No, the Military Lending Act (MLA) does not preempt the Illinois Human Rights Act, which protects borrowers based on their military status. The MLA preempts inconsistent state laws and regulations, but not state laws or regulations that provide service members more protection. In this case, the Illinois law provides broader protection for military members than its counterpart federal law.
We should note that if you decline to offer all MLA-covered products and services to all customers, you still could face fair lending concerns. For example, a neutral policy, such as declining to offer certain loan products, still may violate fair lending laws if the policy has a disparate impact on a protected class of citizens (e.g., military members). While the fact that a policy creates a disparity is not by itself proof of a violation (provided you can justify the policy based on a business necessity such as cost or profitability), it is difficult to predict how an examiner or a court would analyze such a policy in light of state and federal laws that clearly favor military service members. Ultimately, whether your bank offers all MLA-covered products to all customers will be a business decision for your bank to make based upon its risk appetite.
For resources related to our guidance, please see:
- Military Lending Act Regulations, 32 CFR 232.7 (“[The Military Lending Act] as implemented by this part preempts any State or Federal law, rule or regulation, including any State usury law, to the extent such law, rule or regulation is inconsistent with this part, except that any such law, rule or regulation is not preempted by this part to the extent that it provides protection to a covered borrower greater than those protections provided by [the Military Lending Act] and this part.”)
- Illinois Human Rights Act, 775 ILCS 5/4-102 (With regard to loans, “it shall be a civil rights violation for any financial institution, on the grounds of unlawful discrimination, to: . . . [d]eny any person any of the services normally offered by such an institution.”)

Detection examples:
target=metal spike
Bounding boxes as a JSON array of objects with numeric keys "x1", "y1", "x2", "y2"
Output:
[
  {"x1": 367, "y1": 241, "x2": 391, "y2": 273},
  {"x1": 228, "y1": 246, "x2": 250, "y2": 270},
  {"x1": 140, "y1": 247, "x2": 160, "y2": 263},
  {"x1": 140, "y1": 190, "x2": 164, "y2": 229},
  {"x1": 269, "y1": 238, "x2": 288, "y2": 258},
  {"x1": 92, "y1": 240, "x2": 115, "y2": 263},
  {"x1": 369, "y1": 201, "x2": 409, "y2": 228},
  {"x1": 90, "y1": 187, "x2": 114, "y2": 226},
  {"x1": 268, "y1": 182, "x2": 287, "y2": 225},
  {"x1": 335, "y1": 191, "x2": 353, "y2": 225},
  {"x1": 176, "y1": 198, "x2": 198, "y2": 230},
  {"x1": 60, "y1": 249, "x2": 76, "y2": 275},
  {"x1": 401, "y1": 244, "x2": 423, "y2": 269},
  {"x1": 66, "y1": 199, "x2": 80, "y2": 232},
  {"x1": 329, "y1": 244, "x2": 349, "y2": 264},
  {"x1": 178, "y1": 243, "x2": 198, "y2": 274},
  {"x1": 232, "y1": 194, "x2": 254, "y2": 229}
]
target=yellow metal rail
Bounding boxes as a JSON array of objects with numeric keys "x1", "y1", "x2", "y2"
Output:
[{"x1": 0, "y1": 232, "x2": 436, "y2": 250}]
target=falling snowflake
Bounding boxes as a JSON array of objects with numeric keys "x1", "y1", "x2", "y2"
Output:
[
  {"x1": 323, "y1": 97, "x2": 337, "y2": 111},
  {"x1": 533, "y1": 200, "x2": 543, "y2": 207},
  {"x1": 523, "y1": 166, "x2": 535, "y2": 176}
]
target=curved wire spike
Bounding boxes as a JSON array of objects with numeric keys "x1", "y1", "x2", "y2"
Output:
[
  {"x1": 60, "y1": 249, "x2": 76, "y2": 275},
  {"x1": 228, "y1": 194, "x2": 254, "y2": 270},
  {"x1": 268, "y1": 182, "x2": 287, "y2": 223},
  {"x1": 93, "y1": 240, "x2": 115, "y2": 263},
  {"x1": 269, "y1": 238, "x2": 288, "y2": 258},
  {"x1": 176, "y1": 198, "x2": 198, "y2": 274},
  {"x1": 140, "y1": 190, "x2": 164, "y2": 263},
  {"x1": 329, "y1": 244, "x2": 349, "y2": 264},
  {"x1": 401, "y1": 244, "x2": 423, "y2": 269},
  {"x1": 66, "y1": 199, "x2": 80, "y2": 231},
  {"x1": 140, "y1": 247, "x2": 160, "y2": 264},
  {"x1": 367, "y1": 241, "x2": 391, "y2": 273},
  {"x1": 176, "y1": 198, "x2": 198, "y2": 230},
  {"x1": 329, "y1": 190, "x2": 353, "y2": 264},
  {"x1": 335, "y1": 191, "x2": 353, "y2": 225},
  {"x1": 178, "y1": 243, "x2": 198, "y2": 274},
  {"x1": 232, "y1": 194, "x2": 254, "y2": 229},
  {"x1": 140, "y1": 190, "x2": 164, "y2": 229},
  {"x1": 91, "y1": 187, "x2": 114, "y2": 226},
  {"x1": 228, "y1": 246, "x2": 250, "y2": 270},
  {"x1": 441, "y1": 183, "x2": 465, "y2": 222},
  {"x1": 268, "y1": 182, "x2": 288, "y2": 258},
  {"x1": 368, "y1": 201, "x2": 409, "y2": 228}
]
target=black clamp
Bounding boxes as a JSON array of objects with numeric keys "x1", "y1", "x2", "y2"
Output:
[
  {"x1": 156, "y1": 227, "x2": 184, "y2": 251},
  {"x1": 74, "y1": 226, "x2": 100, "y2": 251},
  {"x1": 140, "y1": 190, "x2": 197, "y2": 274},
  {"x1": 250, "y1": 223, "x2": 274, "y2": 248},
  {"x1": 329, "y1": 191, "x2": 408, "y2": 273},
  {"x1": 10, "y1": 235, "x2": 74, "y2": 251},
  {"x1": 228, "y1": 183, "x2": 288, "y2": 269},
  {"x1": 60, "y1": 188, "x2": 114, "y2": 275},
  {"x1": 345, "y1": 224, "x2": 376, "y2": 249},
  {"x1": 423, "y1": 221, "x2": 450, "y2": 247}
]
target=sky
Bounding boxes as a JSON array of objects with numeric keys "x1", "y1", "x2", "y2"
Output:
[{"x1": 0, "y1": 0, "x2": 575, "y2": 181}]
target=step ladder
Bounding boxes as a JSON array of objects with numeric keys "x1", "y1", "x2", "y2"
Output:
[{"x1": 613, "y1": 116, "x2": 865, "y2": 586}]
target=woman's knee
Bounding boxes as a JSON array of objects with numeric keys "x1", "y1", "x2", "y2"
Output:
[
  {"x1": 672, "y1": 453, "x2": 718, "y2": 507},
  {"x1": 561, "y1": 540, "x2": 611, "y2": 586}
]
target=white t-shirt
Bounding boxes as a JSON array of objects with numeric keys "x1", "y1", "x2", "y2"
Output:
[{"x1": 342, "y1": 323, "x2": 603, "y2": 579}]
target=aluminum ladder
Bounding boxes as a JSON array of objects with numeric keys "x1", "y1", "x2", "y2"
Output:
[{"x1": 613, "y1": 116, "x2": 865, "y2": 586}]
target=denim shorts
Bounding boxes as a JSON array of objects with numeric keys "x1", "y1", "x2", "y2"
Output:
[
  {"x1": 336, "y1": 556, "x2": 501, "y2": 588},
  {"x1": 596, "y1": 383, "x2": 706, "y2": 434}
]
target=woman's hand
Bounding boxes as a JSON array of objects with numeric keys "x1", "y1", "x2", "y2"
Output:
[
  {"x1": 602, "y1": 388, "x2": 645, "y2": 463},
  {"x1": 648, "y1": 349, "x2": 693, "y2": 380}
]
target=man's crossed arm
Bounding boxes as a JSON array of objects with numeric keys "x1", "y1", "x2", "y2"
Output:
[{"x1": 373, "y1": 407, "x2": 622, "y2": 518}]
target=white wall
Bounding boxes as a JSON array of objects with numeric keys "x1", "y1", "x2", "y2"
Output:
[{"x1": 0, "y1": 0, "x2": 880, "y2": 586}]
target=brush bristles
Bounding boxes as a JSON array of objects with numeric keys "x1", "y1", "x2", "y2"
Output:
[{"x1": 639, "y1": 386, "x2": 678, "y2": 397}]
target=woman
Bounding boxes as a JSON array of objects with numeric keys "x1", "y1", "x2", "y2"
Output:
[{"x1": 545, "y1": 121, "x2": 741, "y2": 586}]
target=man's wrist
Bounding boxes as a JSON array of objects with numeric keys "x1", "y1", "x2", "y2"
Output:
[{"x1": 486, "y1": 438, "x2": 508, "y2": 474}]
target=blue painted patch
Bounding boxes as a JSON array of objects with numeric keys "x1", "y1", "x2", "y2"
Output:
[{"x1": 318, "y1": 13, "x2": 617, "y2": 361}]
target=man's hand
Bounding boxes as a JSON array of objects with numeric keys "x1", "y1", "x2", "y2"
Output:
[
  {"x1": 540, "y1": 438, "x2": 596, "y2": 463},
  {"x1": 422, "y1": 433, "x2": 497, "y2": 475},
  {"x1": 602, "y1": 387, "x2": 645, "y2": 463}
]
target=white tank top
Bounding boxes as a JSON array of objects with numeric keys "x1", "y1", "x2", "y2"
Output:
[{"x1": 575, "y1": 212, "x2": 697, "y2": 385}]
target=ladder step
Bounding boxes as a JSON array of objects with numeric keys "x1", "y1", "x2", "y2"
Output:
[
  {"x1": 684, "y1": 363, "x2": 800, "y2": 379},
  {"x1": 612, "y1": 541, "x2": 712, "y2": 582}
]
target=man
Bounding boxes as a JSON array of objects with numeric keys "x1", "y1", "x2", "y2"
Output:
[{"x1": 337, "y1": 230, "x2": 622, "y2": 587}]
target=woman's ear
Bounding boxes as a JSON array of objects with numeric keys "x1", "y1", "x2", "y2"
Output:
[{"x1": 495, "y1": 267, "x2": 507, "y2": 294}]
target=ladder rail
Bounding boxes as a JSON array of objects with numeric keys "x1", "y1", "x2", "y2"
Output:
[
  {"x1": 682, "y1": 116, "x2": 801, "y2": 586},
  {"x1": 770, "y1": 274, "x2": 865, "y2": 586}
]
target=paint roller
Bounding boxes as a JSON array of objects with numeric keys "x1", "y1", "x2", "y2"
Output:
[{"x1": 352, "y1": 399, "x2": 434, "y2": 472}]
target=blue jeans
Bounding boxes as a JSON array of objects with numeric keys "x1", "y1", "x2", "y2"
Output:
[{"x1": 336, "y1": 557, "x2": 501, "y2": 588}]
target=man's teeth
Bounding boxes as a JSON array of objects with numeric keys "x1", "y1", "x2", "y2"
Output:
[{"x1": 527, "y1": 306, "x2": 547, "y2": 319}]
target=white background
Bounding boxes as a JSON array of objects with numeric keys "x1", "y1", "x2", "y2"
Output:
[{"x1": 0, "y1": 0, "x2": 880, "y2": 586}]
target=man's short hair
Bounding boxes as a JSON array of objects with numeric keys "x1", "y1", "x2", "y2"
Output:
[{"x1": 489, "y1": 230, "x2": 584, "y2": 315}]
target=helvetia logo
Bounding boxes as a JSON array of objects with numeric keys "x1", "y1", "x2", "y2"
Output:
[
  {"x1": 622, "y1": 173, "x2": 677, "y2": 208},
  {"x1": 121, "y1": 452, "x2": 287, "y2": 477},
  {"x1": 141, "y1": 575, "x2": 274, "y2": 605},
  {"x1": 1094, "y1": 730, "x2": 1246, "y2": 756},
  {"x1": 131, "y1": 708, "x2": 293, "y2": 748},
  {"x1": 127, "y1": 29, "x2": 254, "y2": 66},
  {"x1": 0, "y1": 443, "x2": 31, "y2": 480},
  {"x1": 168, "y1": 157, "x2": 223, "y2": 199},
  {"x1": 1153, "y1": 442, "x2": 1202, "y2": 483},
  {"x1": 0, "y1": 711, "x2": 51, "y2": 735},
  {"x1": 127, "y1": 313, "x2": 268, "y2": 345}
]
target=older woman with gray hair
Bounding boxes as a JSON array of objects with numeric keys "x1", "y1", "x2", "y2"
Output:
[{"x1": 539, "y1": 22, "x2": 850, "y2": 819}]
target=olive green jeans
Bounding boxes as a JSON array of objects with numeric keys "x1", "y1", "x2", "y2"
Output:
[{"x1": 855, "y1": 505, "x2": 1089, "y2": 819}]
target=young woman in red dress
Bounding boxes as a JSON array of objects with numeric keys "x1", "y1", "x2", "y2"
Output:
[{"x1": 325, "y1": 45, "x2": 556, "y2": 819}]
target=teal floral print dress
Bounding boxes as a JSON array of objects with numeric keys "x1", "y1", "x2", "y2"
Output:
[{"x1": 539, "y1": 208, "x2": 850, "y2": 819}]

• _Set tasks_
(A) From the text on Military Lending Act preemption, extract the passage that begins at the words "We should note" and stops after the words "its risk appetite.".
(B) Continue the text on Military Lending Act preemption from its last sentence.

• _Task-by-task answers_
(A)
We should note that if you decline to offer all MLA-covered products and services to all customers, you still could face fair lending concerns. For example, a neutral policy, such as declining to offer certain loan products, still may violate fair lending laws if the policy has a disparate impact on a protected class of citizens (e.g., military members). While the fact that a policy creates a disparity is not by itself proof of a violation (provided you can justify the policy based on a business necessity such as cost or profitability), it is difficult to predict how an examiner or a court would analyze such a policy in light of state and federal laws that clearly favor military service members. Ultimately, whether your bank offers all MLA-covered products to all customers will be a business decision for your bank to make based upon its risk appetite.

(B)
- Illinois Human Rights Act, 775 ILCS 5/1-103 (“‘Unlawful discrimination’ means discrimination against a person because of his or her . . . military status . . . or unfavorable discharge from military service as those terms are defined in this Section.”)
- FFIEC Interagency Fair Lending Procedures, page iv (“When a lender applies a racially or otherwise neutral policy or practice equally to all credit applicants, but the policy or practice disproportionately excludes or burdens certain persons on a prohibited basis, the policy or practice is described as having a ‘disparate impact.’ . . . The fact that a policy or practice creates a disparity on a prohibited basis is not alone proof of a violation. When an Agency finds that a lender’s policy or practice has a disparate impact, the next step is to seek to determine whether the policy or practice is justified by ‘business necessity.’ The justification must be manifest and may not be hypothetical or speculative. Factors that may be relevant to the justification could include cost and profitability. Even if a policy or practice that has a disparate impact on a prohibited basis can be justified by business necessity, it still may be found to be in violation if an alternative policy or practice could serve the same purpose with less discriminatory effect.”)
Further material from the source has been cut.